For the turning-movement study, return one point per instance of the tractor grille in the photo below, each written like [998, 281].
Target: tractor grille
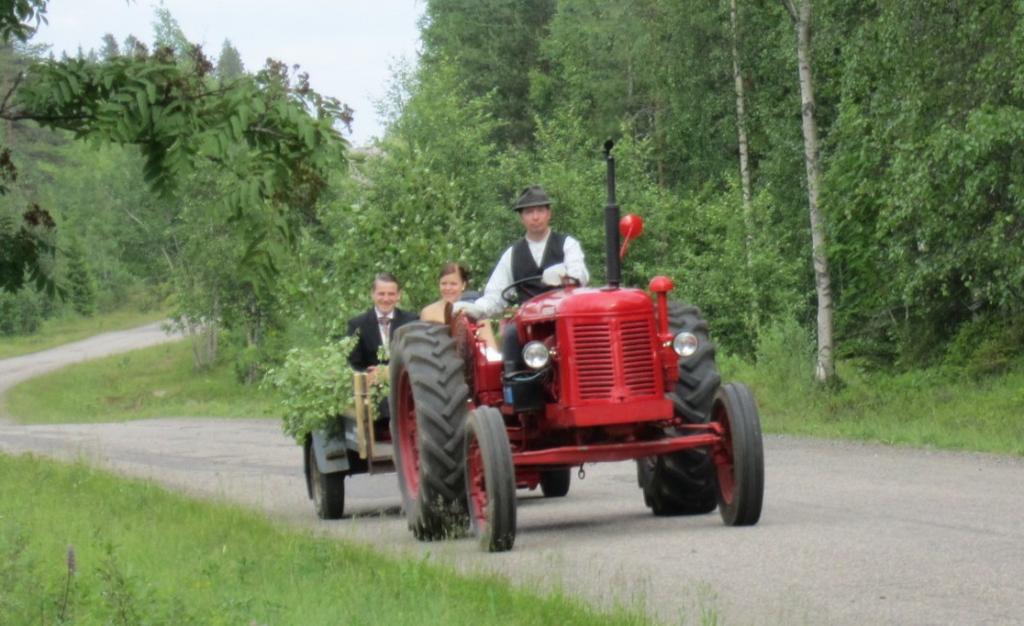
[638, 367]
[596, 364]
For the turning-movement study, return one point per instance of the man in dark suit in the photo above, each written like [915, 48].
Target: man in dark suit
[376, 327]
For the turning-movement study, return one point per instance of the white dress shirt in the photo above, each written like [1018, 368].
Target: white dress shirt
[493, 303]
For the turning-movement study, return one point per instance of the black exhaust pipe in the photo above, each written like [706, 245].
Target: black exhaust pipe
[611, 265]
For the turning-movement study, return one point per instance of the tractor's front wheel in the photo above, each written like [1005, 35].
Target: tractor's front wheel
[489, 480]
[739, 460]
[428, 419]
[683, 483]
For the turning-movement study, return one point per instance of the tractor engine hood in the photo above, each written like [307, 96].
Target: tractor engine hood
[585, 301]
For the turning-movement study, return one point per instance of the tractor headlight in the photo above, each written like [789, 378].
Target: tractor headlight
[536, 355]
[685, 343]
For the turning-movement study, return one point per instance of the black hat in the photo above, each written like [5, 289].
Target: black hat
[532, 196]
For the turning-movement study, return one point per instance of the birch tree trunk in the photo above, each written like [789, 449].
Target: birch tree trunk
[801, 15]
[744, 170]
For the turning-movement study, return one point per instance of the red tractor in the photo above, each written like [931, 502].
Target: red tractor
[610, 375]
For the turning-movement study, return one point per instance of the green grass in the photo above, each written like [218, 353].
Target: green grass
[143, 555]
[937, 408]
[159, 381]
[65, 330]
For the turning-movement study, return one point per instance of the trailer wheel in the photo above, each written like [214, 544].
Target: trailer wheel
[683, 483]
[555, 483]
[489, 480]
[740, 460]
[428, 418]
[327, 490]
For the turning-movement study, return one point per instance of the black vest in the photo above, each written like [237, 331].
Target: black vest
[523, 264]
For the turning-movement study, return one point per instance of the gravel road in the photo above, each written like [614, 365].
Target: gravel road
[851, 533]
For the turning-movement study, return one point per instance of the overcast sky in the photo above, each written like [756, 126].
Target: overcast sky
[347, 46]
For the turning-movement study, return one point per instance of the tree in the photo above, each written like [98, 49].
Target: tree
[494, 45]
[800, 13]
[271, 133]
[229, 65]
[111, 48]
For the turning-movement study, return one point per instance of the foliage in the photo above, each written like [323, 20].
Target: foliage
[316, 386]
[20, 313]
[82, 292]
[139, 550]
[16, 17]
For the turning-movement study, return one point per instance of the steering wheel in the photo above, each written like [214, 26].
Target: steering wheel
[510, 295]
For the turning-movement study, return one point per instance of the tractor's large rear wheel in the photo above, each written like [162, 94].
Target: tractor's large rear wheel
[489, 480]
[428, 419]
[740, 459]
[683, 483]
⁂
• Stated problem: Can you copy, word for word, the records from the line holding "like [98, 49]." through the end of the records, both ends included?

• Full answer:
For the turning-movement study, return one point per instance of the tree in the photo above, each written like [98, 49].
Target: tree
[494, 45]
[800, 13]
[271, 133]
[229, 65]
[111, 48]
For the turning-movement study, return one point per instance of the foliage in the photo above, each written like [323, 20].
Target: foliage
[316, 386]
[20, 313]
[82, 292]
[139, 550]
[16, 17]
For the turning-movement study, return one point per instance of the steering wheel in the photo above, each written like [214, 26].
Target: steering wheel
[510, 295]
For the turning-movement study, return one point per instance of the tractor's large rear wheel in the photo above, each written like [162, 94].
Target: tractor's large rear wheel
[489, 480]
[428, 419]
[740, 459]
[683, 483]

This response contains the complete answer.